• EXERCISE PROMPT: Format all of the material below as a JSON list of strings, one string per line, and leave out the blank lines.

Rows of box annotation data

________________

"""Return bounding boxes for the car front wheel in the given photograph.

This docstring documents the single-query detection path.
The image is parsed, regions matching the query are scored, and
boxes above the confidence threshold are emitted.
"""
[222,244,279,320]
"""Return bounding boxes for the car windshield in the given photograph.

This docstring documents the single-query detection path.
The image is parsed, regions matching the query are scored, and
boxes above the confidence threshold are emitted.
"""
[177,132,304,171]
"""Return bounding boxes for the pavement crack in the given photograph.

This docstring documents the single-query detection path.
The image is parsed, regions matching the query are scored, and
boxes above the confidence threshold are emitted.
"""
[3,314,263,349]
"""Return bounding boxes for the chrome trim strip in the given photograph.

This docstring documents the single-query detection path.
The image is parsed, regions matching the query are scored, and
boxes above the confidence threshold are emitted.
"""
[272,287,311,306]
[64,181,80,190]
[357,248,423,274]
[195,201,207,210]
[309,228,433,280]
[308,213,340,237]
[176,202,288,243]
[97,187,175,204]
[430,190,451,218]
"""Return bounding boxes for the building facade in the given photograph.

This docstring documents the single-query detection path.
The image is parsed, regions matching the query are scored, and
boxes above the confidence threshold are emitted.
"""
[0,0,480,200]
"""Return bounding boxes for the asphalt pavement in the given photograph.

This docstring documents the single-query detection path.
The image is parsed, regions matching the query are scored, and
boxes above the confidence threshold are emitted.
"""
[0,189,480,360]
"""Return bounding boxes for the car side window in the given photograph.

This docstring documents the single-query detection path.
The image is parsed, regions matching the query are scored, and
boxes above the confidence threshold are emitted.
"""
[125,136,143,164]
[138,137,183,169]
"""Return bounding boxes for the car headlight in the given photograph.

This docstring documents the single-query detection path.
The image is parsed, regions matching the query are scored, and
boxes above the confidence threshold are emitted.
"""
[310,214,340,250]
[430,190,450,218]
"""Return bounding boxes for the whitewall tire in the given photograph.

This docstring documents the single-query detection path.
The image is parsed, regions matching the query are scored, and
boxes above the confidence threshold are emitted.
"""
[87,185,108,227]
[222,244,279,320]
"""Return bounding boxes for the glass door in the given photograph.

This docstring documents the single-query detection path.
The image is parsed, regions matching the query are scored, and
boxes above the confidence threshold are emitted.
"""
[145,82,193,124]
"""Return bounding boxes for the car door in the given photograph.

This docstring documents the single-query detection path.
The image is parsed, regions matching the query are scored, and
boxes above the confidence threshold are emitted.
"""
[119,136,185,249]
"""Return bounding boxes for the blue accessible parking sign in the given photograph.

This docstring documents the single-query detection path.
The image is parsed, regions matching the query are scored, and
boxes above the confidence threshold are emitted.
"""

________________

• ANSWER FOR THE TASK:
[
  "\"\"\"Return bounding boxes for the car front wheel in the given photograph.",
  "This docstring documents the single-query detection path.",
  "The image is parsed, regions matching the query are scored, and",
  "boxes above the confidence threshold are emitted.",
  "\"\"\"",
  "[222,244,279,320]",
  "\"\"\"Return bounding boxes for the car windshield in the given photograph.",
  "This docstring documents the single-query detection path.",
  "The image is parsed, regions matching the query are scored, and",
  "boxes above the confidence threshold are emitted.",
  "\"\"\"",
  "[177,132,304,171]",
  "\"\"\"Return bounding boxes for the pavement crack in the given photograph.",
  "This docstring documents the single-query detection path.",
  "The image is parsed, regions matching the query are scored, and",
  "boxes above the confidence threshold are emitted.",
  "\"\"\"",
  "[3,314,263,349]",
  "\"\"\"Return bounding boxes for the chrome trim strip in the given photograph.",
  "This docstring documents the single-query detection path.",
  "The image is parsed, regions matching the query are scored, and",
  "boxes above the confidence threshold are emitted.",
  "\"\"\"",
  "[272,287,311,306]",
  "[64,181,80,190]",
  "[357,248,423,274]",
  "[195,201,207,210]",
  "[309,228,433,280]",
  "[308,213,340,237]",
  "[176,202,288,243]",
  "[97,187,175,204]",
  "[430,190,451,218]",
  "\"\"\"Return bounding boxes for the building facade in the given photograph.",
  "This docstring documents the single-query detection path.",
  "The image is parsed, regions matching the query are scored, and",
  "boxes above the confidence threshold are emitted.",
  "\"\"\"",
  "[0,0,480,200]",
  "\"\"\"Return bounding boxes for the asphalt pavement in the given photograph.",
  "This docstring documents the single-query detection path.",
  "The image is parsed, regions matching the query are scored, and",
  "boxes above the confidence threshold are emitted.",
  "\"\"\"",
  "[0,189,480,360]",
  "\"\"\"Return bounding boxes for the car side window in the given photograph.",
  "This docstring documents the single-query detection path.",
  "The image is parsed, regions matching the query are scored, and",
  "boxes above the confidence threshold are emitted.",
  "\"\"\"",
  "[125,136,143,164]",
  "[138,137,183,169]",
  "\"\"\"Return bounding boxes for the car headlight in the given photograph.",
  "This docstring documents the single-query detection path.",
  "The image is parsed, regions matching the query are scored, and",
  "boxes above the confidence threshold are emitted.",
  "\"\"\"",
  "[310,214,340,250]",
  "[430,190,450,218]",
  "\"\"\"Return bounding boxes for the whitewall tire in the given photograph.",
  "This docstring documents the single-query detection path.",
  "The image is parsed, regions matching the query are scored, and",
  "boxes above the confidence threshold are emitted.",
  "\"\"\"",
  "[87,185,108,227]",
  "[222,244,279,320]",
  "\"\"\"Return bounding boxes for the glass door in the given photograph.",
  "This docstring documents the single-query detection path.",
  "The image is parsed, regions matching the query are scored, and",
  "boxes above the confidence threshold are emitted.",
  "\"\"\"",
  "[145,82,193,124]",
  "\"\"\"Return bounding boxes for the car door in the given photograph.",
  "This docstring documents the single-query detection path.",
  "The image is parsed, regions matching the query are scored, and",
  "boxes above the confidence threshold are emitted.",
  "\"\"\"",
  "[119,136,185,249]",
  "\"\"\"Return bounding boxes for the blue accessible parking sign in the given photograph.",
  "This docstring documents the single-query detection path.",
  "The image is parsed, regions matching the query are scored, and",
  "boxes above the confidence threshold are emitted.",
  "\"\"\""
]